======== RECORDS SHOWN ========
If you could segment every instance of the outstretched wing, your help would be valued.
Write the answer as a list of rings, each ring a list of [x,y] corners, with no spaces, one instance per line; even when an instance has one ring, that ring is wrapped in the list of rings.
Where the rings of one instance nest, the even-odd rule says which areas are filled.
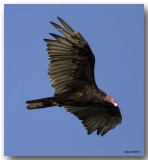
[[[55,95],[85,87],[96,86],[94,79],[94,55],[83,36],[75,32],[65,21],[58,18],[66,28],[51,22],[65,37],[50,33],[56,40],[45,39],[49,54],[48,74],[55,88]],[[79,88],[80,89],[80,88]]]
[[[101,136],[103,136],[122,121],[119,108],[114,107],[112,104],[97,107],[65,106],[65,109],[82,120],[83,125],[88,130],[88,134],[97,130],[97,134],[99,135],[101,133]]]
========
> **YOUR TASK**: Rewrite every row above as a numbered list, one row per item, with blank lines omitted. Leave the pictures out of the answer.

> **ANSWER FOR THE TASK**:
1. If you could segment every instance of the outstretched wing, your help would be valued.
2. Write the answer as a list of rings, each ring a list of [x,y] corners, with no spaces, one instance per line; even when an instance has one ring, that ring is wrapped in the list of rings.
3. Where the rings of one instance nest, the even-odd rule says which areas are filled.
4. [[[55,95],[85,87],[96,86],[94,79],[94,55],[83,36],[75,32],[65,21],[58,18],[66,28],[51,22],[65,37],[50,33],[56,40],[45,39],[49,54],[48,74],[55,88]],[[79,88],[80,89],[80,88]]]
5. [[[101,136],[103,136],[122,121],[119,108],[114,107],[112,104],[97,107],[65,106],[65,109],[82,120],[83,125],[88,130],[88,134],[97,130],[97,134],[99,135],[101,133]]]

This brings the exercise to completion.